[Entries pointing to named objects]
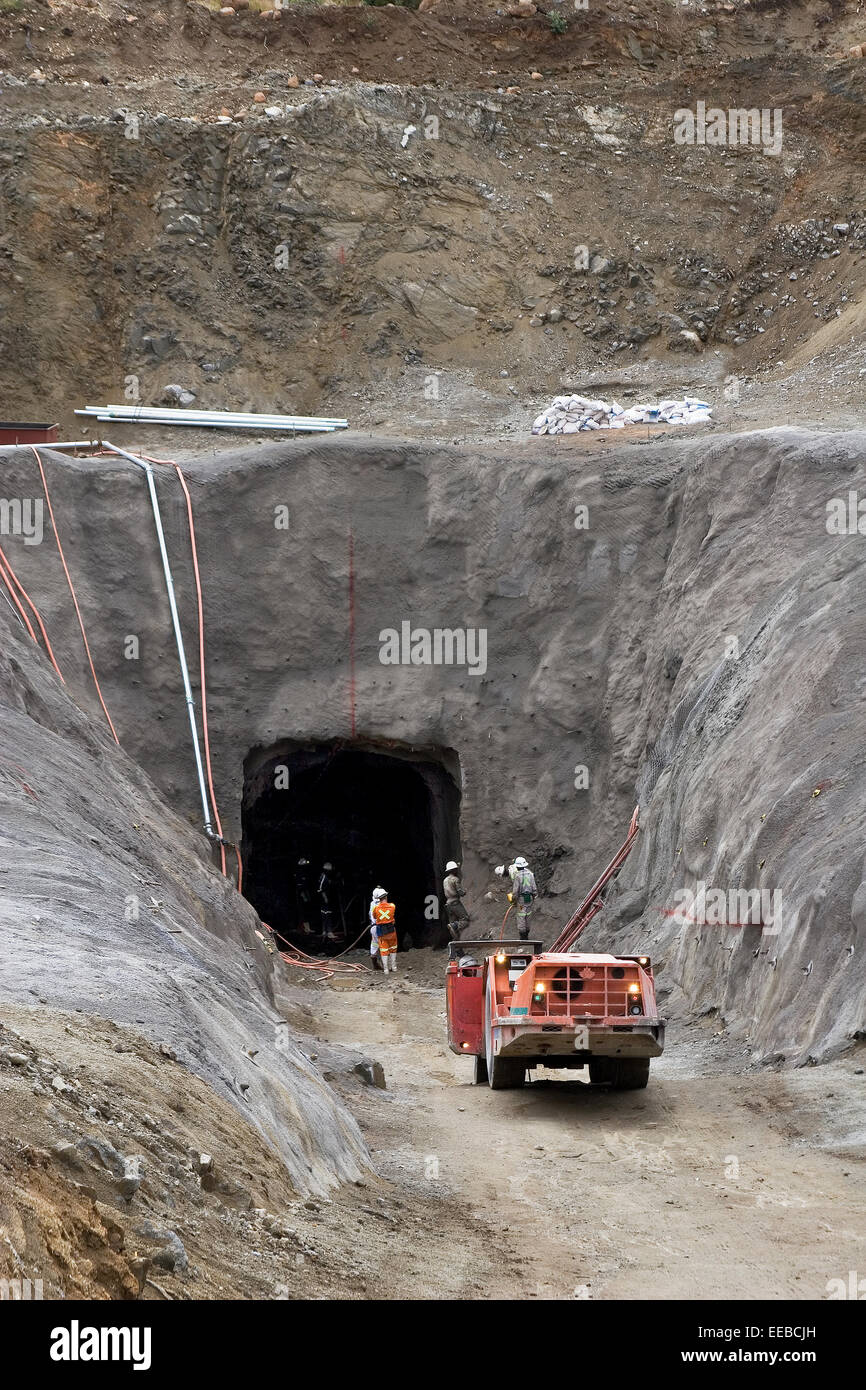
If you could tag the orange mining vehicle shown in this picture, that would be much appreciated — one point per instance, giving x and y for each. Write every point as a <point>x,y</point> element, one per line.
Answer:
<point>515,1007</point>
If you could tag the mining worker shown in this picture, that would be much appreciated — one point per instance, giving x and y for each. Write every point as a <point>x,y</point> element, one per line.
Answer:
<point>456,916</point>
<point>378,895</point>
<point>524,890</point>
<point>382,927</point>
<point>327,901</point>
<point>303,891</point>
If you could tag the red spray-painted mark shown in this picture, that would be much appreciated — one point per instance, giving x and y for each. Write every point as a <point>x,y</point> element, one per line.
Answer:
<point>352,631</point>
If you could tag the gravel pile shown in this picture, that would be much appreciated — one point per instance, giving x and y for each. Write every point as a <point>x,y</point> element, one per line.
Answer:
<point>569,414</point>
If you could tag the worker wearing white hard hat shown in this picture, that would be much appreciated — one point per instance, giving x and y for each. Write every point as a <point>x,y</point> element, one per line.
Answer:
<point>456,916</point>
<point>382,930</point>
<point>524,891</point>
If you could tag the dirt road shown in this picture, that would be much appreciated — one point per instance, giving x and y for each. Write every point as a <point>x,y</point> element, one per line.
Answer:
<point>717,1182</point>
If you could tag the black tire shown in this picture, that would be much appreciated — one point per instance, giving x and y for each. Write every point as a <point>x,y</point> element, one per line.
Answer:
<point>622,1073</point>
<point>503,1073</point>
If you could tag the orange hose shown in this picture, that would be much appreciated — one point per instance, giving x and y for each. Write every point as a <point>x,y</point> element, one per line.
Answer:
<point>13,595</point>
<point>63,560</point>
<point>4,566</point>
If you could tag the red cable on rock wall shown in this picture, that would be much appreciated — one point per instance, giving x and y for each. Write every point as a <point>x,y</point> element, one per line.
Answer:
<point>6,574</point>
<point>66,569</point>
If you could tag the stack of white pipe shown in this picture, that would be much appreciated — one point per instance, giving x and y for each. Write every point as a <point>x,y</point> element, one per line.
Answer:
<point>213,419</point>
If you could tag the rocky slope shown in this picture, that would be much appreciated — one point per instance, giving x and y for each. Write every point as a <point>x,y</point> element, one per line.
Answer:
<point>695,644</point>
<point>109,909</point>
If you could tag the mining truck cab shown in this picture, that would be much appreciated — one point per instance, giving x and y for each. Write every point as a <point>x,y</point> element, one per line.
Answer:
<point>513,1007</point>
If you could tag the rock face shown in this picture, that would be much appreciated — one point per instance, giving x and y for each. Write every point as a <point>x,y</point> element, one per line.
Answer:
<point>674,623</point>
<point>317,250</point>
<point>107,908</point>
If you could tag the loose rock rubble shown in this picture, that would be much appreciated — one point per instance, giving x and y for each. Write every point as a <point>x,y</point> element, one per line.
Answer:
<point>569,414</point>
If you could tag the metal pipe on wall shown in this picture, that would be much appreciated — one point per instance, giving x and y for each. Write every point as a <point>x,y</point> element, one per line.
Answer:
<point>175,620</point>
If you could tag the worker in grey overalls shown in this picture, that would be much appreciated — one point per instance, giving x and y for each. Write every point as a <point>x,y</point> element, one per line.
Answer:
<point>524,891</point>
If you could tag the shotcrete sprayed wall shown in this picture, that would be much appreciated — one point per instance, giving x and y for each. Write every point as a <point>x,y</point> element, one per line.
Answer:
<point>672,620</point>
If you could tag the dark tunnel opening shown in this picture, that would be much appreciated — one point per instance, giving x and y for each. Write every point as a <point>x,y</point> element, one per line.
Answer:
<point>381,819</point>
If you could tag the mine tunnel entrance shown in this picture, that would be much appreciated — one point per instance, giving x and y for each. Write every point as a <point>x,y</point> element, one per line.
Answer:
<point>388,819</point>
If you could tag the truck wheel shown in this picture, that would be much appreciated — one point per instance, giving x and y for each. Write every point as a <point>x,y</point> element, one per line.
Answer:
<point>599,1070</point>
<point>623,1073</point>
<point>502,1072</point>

* TASK REQUIREMENTS
Rewrite the items above with "this picture" switched to "this photo" everywhere, leaving everything else unchanged. Leave the pictures out of your answer.

* COMPLETE ANSWER
If you could tag the orange mining vehicle shown in this photo, that would be much appreciated — one point per instance, giving x and y for each. Write every point as a <point>x,y</point> element, one per line.
Answer:
<point>515,1007</point>
If you could tag the mining worker shown in this photo, that would be much appreciated — one point per instance, giving x and y for each. Write every point as a <point>x,y</point> element, one per line.
Answer:
<point>456,916</point>
<point>378,895</point>
<point>524,890</point>
<point>382,927</point>
<point>327,901</point>
<point>303,891</point>
If you could tag the red spray-painted mark shown in this photo, that would be much appreciated — one point per instance, giving x and y for each. Write every point as a <point>x,y</point> element, one per line.
Answer:
<point>352,631</point>
If you could tag the gravel pile shown in this photo, that would be much appreciated — one point per instance, giving x and y for each. Write every point as a <point>x,y</point> element, one per line.
Answer:
<point>569,414</point>
If you could tag the worker wearing white hard hat shown in this photo, that would be much appreciated — one point per instance, giving x and y for each. Write every point as a <point>x,y</point> element, one per line.
Answer:
<point>456,916</point>
<point>382,930</point>
<point>524,891</point>
If you could tag the dirt road shown in this photo, that would be much appreciated — one point per instance, giving x and y for each. Write every point as a <point>x,y</point> element, one per line.
Answer:
<point>717,1182</point>
If you could tag the black tire shown in this photo, that would be much appreciated — one point per instance, giving x and y for each. Write every point as a <point>x,y</point> element, one per line.
Answer:
<point>622,1073</point>
<point>503,1073</point>
If you could tag the orange hose shown in this photo, that would be much appreciated — one point per instance, giving x and y for each. Write every point as a <point>x,y</point> element, one per line.
Answer:
<point>13,595</point>
<point>63,560</point>
<point>4,566</point>
If you could tag the red cable on rock wall shown in this photo, that would be much appreciated — one point per instance, giving x and y for each. Write every point as a <point>x,y</point> element, one per line.
Answer:
<point>6,574</point>
<point>66,569</point>
If you could tag the stack of white pipe shown in this photo, that would be much appreciated — one point per instance, giving x and y for each. Write every point as a <point>x,y</point> element, one per line.
Answer:
<point>213,419</point>
If you could tag the rocky slope shown in this photo, that would be much appreciated — one point per instance, giving x and y for each. Write every point as a <point>x,y</point> element, one per line.
Answer:
<point>695,644</point>
<point>109,909</point>
If you could tag the mining truck cab shown in this photo, that would be much appreciated — one point per instance, giving x and y for each. Write every point as a <point>x,y</point> element, one per line.
Answer:
<point>513,1007</point>
If you could tag the rock face shown in this photo, that would be much appreciated — one point per instance, giving x and y for each. Write every point as a <point>x,y</point> element, one per line.
Answer:
<point>674,623</point>
<point>317,250</point>
<point>107,908</point>
If you could tag the loose rock rubble shown in this photo, that would be much appreciated — one point per instance, giving x and y for each. Write every point as a <point>x,y</point> element, one per line.
Answer:
<point>569,414</point>
If you could tag the metal pipe on wall shown in this photo, that would be much appreciated — one point per instance, giving x and y for each. Write every point as a <point>x,y</point> element, one per line.
Answer:
<point>175,620</point>
If you could tag the worker in grey overalls shown in this photo, that would be much appreciated — one point per instance, giving x and y for each. Write every point as a <point>x,y</point> element, one per line.
Answer:
<point>524,891</point>
If you could tag the shotcrete sprayed wall shown in this photo, that would be much appreciated — one point per instance, giving x and y for each. Write every point as a <point>x,y</point> element, one per line.
Answer:
<point>672,620</point>
If you could tag the dark tunnel opening shown in this photo, that would be much appreciated — one point per instance, giving x and y for each. Write every point as a <point>x,y</point> element, one per line.
Answer:
<point>381,819</point>
If you could tag the mine tunnel entrance shown in this photo, that would be much appreciated — one point per instance, giving x and y for each. Write every point as a <point>x,y</point> element, one per line.
Answer:
<point>388,819</point>
If you could tag the truck wheel shown in this photo, that would be much appreciated — one point per instance, giving x and y for each. Write every point as a <point>x,y</point> element, one per line.
Answer:
<point>599,1070</point>
<point>623,1073</point>
<point>502,1072</point>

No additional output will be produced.